(Exercise directions)
In the records below, find the line that contains "For every <instance>" and the line that contains "box: [6, 165, 164, 201]". Set down exactly those lines and every line between them, and nothing more.

(Supplied material)
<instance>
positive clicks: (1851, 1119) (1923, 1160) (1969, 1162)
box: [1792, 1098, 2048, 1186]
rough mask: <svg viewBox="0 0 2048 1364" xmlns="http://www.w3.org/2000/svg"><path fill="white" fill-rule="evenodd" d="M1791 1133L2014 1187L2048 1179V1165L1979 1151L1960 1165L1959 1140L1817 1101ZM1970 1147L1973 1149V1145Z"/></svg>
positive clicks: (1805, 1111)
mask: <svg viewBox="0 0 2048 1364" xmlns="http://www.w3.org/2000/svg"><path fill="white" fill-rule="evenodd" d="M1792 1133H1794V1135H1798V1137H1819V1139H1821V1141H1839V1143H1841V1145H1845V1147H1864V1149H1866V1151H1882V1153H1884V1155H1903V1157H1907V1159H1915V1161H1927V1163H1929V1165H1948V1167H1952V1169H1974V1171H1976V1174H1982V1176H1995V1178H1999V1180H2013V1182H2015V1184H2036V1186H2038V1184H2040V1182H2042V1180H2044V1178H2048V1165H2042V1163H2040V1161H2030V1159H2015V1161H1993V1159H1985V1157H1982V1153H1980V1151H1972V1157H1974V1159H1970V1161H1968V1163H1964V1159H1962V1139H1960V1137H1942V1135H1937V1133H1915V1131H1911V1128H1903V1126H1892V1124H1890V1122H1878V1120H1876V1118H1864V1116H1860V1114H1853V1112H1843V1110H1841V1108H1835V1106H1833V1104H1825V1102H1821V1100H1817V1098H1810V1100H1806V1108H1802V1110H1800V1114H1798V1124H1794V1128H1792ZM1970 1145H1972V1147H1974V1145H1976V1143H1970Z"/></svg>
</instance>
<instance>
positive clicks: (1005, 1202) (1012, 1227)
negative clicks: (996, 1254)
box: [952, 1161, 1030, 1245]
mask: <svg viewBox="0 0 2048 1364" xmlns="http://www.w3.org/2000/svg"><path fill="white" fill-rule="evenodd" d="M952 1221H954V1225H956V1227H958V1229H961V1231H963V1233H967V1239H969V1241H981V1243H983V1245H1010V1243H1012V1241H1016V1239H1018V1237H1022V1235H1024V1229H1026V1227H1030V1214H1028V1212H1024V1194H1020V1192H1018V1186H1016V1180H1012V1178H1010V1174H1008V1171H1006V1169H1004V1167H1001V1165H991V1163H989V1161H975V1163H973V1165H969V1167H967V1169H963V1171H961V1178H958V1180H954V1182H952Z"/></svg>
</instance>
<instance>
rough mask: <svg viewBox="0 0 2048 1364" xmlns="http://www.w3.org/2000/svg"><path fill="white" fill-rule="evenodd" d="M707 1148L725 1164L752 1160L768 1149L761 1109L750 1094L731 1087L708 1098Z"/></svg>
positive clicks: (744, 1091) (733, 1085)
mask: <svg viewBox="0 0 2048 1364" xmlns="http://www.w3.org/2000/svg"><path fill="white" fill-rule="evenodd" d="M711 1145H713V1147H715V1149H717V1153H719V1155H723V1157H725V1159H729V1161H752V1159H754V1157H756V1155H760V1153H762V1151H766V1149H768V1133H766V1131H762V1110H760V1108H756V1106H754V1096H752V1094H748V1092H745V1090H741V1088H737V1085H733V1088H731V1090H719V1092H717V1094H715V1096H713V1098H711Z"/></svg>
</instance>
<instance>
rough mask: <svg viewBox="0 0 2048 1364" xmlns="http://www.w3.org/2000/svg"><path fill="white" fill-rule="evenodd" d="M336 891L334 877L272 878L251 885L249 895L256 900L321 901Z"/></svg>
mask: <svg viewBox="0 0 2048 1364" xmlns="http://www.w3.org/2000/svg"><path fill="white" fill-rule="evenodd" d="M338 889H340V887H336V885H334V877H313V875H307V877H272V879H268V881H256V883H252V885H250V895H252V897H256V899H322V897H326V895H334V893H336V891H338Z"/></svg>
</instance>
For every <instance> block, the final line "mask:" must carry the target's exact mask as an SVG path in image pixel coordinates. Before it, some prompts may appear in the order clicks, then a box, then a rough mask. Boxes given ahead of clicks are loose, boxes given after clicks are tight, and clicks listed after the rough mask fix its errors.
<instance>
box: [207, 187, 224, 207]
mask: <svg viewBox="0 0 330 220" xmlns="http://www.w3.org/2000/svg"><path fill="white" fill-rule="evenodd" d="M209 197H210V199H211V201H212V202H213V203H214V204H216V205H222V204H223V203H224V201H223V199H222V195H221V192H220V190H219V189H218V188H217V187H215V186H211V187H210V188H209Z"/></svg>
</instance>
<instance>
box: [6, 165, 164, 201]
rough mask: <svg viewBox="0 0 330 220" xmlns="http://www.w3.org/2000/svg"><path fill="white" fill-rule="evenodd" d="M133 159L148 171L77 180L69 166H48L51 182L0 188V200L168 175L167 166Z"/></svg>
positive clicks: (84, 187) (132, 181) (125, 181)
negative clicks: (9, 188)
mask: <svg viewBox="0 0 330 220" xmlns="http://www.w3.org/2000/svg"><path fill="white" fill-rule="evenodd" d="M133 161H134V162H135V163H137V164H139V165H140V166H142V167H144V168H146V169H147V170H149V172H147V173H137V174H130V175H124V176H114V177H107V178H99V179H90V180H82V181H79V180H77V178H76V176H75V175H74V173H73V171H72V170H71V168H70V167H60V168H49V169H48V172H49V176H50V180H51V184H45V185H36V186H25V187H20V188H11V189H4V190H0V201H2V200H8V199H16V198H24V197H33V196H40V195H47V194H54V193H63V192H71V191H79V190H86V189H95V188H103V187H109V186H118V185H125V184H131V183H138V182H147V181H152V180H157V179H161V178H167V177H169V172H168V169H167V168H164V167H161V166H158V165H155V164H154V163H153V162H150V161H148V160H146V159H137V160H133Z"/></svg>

(Finished exercise)
For every <instance> block, the final line "mask:" must carry the target's exact mask as an SVG path in image pixel coordinates. Before it, some prompts may appear in the order clicks, then a box, then a rough mask. Boxes given ahead of clicks are loose, boxes given after clicks are tight, and clicks listed after the rough mask fix its errors.
<instance>
box: [207, 187, 224, 207]
mask: <svg viewBox="0 0 330 220" xmlns="http://www.w3.org/2000/svg"><path fill="white" fill-rule="evenodd" d="M209 197H210V199H211V201H212V202H213V203H214V204H216V205H222V204H223V203H224V201H223V199H222V195H221V192H220V190H219V189H218V188H217V187H215V186H211V187H210V188H209Z"/></svg>
</instance>
<instance>
box: [6, 165, 164, 201]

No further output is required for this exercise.